Texto de leitura

Cria-se o conceito moderno de cidadão, separa-se a ordem privada da ordem
pública.
No terreno da Ética, a
burguesia apresenta uma nova teoria das relações sociais, justamente a ética do
indivíduo, que nela tem o seu centro e soberano. Sob a nova perspectiva, os
interesses individuais, ao invés de conflitantes, tendem a se complementar.
Desta harmonização dos interesses individuais deveria surgir a própria harmonia
social.
E finalmente a
Economia Política, criada por esse pensamento revolucionário burguês. Uma
teoria econômica que veio para se afirmar contra a velha ordem feudal dos
privilégios, dos monopólios, dos regulamentos e das prescrições restritivas.

Itens do conjunto
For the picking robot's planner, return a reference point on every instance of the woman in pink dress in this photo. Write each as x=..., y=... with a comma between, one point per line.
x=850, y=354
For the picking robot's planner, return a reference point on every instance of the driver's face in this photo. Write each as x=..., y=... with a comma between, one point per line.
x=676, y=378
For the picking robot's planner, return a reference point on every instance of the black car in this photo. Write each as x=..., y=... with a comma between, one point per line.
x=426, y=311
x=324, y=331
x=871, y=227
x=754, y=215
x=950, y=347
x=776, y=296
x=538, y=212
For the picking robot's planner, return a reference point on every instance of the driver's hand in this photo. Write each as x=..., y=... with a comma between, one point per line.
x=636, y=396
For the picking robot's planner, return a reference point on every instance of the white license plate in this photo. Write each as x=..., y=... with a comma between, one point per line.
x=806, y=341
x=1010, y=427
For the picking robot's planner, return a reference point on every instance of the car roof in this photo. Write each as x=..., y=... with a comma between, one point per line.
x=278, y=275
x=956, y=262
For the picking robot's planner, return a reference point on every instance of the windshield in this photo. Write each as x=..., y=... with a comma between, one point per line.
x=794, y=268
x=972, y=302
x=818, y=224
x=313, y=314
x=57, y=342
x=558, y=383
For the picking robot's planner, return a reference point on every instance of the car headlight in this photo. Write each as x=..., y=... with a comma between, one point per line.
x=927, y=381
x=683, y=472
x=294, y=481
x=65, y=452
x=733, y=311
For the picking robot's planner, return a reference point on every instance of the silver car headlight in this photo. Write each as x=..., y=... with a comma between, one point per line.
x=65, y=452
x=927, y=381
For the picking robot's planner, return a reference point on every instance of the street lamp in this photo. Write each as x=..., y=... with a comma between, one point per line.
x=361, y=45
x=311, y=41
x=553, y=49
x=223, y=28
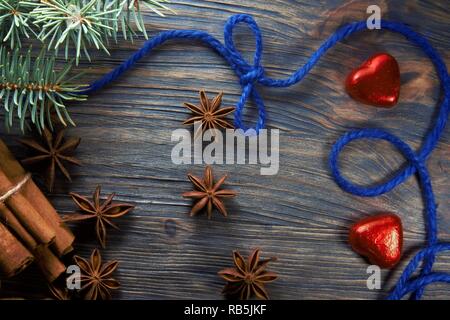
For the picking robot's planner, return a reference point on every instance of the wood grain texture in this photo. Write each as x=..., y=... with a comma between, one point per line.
x=300, y=215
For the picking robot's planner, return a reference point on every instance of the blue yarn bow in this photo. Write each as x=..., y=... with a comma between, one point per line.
x=251, y=75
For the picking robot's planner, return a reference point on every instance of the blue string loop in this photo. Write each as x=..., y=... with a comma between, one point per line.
x=251, y=75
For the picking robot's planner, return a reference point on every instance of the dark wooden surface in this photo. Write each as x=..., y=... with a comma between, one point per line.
x=300, y=215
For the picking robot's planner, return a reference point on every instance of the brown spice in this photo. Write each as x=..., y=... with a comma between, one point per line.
x=103, y=212
x=208, y=193
x=209, y=113
x=248, y=278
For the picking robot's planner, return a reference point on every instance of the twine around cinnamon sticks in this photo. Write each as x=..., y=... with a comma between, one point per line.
x=30, y=228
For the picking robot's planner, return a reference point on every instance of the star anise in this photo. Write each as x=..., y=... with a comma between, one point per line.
x=208, y=192
x=103, y=213
x=209, y=113
x=54, y=150
x=248, y=277
x=96, y=278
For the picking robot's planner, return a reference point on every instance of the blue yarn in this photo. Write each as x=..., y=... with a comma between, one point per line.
x=252, y=74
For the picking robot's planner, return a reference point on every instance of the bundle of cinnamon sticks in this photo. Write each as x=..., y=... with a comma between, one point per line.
x=30, y=228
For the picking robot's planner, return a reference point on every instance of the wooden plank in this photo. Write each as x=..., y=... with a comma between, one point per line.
x=300, y=215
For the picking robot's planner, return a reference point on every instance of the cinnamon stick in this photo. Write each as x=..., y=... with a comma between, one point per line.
x=49, y=264
x=14, y=257
x=15, y=172
x=25, y=213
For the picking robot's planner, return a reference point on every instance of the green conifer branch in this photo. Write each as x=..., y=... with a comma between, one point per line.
x=35, y=89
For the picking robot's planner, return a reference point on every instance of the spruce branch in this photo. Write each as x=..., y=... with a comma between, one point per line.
x=35, y=89
x=14, y=22
x=82, y=23
x=132, y=11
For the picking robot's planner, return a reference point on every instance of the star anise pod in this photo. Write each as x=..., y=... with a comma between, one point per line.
x=248, y=277
x=96, y=278
x=103, y=212
x=209, y=113
x=53, y=150
x=208, y=193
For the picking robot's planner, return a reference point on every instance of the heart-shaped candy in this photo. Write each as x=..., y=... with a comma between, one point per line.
x=376, y=82
x=379, y=238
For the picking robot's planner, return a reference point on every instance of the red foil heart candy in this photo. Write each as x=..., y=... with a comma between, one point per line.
x=376, y=82
x=379, y=238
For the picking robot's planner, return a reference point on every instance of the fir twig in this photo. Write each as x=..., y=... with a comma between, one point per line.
x=35, y=88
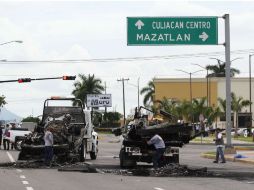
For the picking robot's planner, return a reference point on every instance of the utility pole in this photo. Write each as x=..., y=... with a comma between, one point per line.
x=123, y=98
x=105, y=93
x=138, y=92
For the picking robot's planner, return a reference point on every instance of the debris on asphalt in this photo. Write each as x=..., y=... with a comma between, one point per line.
x=170, y=170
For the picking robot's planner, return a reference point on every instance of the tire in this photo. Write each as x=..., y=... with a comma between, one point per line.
x=93, y=155
x=18, y=144
x=82, y=154
x=125, y=162
x=176, y=158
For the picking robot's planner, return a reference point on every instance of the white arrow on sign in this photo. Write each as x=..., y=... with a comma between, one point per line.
x=139, y=24
x=203, y=36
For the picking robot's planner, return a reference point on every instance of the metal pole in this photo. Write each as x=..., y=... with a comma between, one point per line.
x=138, y=92
x=190, y=89
x=228, y=82
x=105, y=93
x=207, y=88
x=123, y=104
x=250, y=90
x=123, y=99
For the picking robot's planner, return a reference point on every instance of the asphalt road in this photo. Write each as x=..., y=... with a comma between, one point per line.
x=52, y=179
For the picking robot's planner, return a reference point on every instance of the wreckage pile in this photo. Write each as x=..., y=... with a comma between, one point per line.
x=170, y=170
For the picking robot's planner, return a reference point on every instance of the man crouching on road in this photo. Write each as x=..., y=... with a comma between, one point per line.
x=219, y=142
x=48, y=139
x=159, y=145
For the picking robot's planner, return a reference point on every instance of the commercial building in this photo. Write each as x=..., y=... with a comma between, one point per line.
x=213, y=88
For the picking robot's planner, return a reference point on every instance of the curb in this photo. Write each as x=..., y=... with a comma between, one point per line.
x=209, y=156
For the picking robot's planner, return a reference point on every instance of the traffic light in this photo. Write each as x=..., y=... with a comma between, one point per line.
x=69, y=77
x=21, y=80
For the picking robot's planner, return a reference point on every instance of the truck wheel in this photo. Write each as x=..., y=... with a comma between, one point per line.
x=176, y=158
x=82, y=154
x=124, y=162
x=93, y=155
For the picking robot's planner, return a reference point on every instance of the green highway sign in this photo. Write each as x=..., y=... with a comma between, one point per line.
x=172, y=30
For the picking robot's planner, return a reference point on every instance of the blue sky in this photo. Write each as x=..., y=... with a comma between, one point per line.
x=93, y=30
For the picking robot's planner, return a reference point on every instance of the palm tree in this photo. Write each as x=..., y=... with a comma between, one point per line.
x=219, y=70
x=87, y=85
x=238, y=103
x=148, y=92
x=166, y=105
x=199, y=107
x=214, y=113
x=2, y=101
x=184, y=110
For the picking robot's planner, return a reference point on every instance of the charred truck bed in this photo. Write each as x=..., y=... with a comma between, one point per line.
x=135, y=149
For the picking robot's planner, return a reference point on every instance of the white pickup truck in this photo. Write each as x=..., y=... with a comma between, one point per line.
x=16, y=135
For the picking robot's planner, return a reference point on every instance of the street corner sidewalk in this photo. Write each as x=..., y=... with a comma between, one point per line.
x=243, y=155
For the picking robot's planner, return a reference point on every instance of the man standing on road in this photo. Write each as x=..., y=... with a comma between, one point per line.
x=159, y=145
x=219, y=142
x=48, y=139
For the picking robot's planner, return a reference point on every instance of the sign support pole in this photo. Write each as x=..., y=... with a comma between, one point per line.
x=229, y=147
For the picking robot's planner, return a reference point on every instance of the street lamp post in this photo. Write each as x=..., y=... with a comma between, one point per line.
x=207, y=94
x=190, y=73
x=123, y=99
x=14, y=41
x=137, y=88
x=250, y=89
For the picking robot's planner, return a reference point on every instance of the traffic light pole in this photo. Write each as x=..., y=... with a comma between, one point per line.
x=229, y=148
x=123, y=99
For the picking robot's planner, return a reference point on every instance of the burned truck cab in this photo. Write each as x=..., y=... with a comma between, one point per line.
x=69, y=128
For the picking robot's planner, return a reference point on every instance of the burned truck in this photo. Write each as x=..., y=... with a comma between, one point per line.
x=138, y=132
x=72, y=131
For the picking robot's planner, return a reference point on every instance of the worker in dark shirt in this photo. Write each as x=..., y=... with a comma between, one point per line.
x=159, y=145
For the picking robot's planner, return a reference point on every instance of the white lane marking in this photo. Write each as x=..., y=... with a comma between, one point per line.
x=157, y=188
x=25, y=182
x=10, y=157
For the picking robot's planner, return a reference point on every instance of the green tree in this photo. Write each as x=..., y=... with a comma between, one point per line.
x=199, y=107
x=87, y=85
x=148, y=92
x=213, y=115
x=219, y=70
x=184, y=110
x=166, y=105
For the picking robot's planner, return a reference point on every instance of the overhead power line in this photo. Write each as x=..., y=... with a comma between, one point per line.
x=179, y=56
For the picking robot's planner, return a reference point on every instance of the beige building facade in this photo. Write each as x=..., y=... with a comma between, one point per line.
x=179, y=89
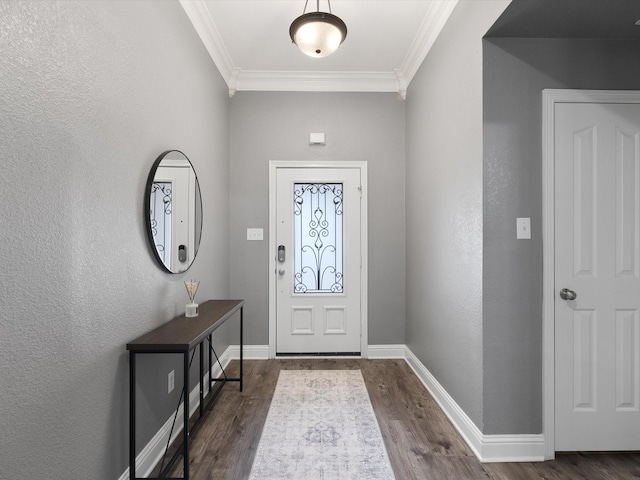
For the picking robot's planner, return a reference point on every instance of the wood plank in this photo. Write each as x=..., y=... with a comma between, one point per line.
x=421, y=441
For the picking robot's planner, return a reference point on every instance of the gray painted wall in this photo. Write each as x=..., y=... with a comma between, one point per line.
x=90, y=94
x=276, y=126
x=444, y=206
x=515, y=73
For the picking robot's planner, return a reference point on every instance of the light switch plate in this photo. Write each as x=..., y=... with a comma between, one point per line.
x=523, y=228
x=254, y=234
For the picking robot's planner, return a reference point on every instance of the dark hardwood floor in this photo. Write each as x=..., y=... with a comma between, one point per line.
x=421, y=441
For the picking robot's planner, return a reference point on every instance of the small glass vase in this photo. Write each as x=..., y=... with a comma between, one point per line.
x=191, y=310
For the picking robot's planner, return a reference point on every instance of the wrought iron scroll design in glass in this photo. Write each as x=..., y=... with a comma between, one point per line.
x=318, y=238
x=161, y=218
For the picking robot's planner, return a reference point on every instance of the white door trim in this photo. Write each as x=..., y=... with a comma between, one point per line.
x=274, y=165
x=549, y=99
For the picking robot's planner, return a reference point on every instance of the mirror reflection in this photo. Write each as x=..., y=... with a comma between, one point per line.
x=173, y=207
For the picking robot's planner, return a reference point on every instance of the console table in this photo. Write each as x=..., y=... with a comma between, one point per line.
x=181, y=336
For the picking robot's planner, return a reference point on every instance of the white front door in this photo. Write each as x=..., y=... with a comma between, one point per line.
x=597, y=258
x=318, y=260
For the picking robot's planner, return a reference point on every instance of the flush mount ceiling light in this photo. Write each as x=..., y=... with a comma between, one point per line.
x=318, y=34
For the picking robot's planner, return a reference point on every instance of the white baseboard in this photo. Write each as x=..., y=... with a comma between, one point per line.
x=249, y=352
x=386, y=351
x=488, y=448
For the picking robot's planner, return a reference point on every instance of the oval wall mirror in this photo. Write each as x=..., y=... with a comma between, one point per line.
x=173, y=211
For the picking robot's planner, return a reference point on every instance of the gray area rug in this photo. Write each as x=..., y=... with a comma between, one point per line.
x=321, y=426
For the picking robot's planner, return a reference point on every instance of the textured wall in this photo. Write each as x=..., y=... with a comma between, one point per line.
x=515, y=73
x=444, y=206
x=90, y=94
x=276, y=126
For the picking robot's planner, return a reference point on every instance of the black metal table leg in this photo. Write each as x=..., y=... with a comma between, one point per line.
x=185, y=445
x=241, y=343
x=132, y=415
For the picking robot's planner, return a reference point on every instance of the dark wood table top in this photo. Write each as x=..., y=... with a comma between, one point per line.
x=184, y=333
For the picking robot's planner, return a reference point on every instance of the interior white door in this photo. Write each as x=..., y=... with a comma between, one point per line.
x=318, y=260
x=597, y=245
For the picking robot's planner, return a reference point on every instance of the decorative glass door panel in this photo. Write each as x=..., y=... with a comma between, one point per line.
x=161, y=219
x=318, y=249
x=318, y=238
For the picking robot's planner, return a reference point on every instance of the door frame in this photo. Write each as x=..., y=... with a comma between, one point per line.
x=274, y=165
x=550, y=97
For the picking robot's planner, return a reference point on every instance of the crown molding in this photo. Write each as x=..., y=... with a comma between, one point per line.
x=272, y=81
x=433, y=23
x=199, y=15
x=249, y=80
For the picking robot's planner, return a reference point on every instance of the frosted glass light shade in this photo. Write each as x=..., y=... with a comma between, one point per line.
x=318, y=34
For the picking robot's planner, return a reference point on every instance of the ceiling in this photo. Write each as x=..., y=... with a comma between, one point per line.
x=250, y=44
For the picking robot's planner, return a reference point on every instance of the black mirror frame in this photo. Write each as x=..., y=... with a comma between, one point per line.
x=147, y=216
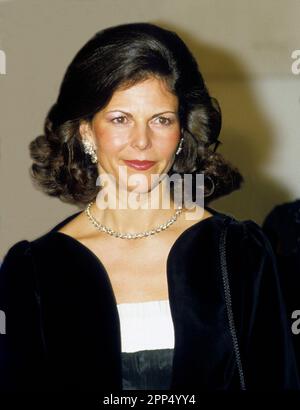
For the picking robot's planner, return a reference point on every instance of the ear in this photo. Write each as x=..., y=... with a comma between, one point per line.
x=85, y=130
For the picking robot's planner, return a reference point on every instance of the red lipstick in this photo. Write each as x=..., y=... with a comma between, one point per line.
x=139, y=165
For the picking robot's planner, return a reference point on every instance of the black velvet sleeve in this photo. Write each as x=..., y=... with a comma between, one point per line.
x=263, y=331
x=21, y=346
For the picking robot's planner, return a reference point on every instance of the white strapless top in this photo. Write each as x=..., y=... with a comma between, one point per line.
x=146, y=325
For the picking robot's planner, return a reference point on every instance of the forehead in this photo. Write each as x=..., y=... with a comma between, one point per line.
x=151, y=92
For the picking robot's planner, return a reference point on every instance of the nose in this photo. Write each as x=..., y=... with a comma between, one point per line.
x=141, y=136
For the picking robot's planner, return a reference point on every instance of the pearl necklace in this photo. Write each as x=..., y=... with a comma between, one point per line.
x=116, y=234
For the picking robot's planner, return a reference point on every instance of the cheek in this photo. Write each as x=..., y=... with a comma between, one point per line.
x=109, y=142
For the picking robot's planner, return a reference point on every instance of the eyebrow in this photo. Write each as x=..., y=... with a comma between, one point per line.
x=153, y=116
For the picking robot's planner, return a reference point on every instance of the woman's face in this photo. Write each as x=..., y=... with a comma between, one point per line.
x=139, y=123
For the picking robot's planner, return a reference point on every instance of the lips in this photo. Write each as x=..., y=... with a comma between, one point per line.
x=139, y=165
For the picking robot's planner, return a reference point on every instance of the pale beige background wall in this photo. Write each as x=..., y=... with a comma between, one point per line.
x=244, y=49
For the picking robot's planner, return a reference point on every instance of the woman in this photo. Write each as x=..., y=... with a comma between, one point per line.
x=120, y=296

Complete o seguinte
[A] Com base no texto de leitura, responda às perguntas abaixo:
(i) De que ordem se separa a ordem privada?
(ii) Que teoria das relações sociais a burguesia apresenta no terreno da Ética?
(iii) Contra o que a Economia Política veio se afirmar?
[B] Indique se cada afirmação concorda com o texto de leitura, citando as palavras que o comprovam:
(i) Sob a nova perspectiva, os interesses individuais tendem a entrar em conflito.
(ii) A Economia Política se afirmou contra a velha ordem feudal.
(iii) A ordem privada e a ordem pública passam a formar uma só ordem.

Resolução completa
[A]
(i) Da ordem pública.
(ii) A ética do indivíduo, que tem nele o seu centro e soberano.
(iii) Contra a velha ordem feudal dos privilégios, dos monopólios, dos regulamentos e das prescrições restritivas.

[B]
(i) Não: "os interesses individuais, ao invés de conflitantes, tendem a se complementar".
(ii) Sim: "Uma teoria econômica que veio para se afirmar contra a velha ordem feudal".
(iii) Não: "separa-se a ordem privada da ordem pública".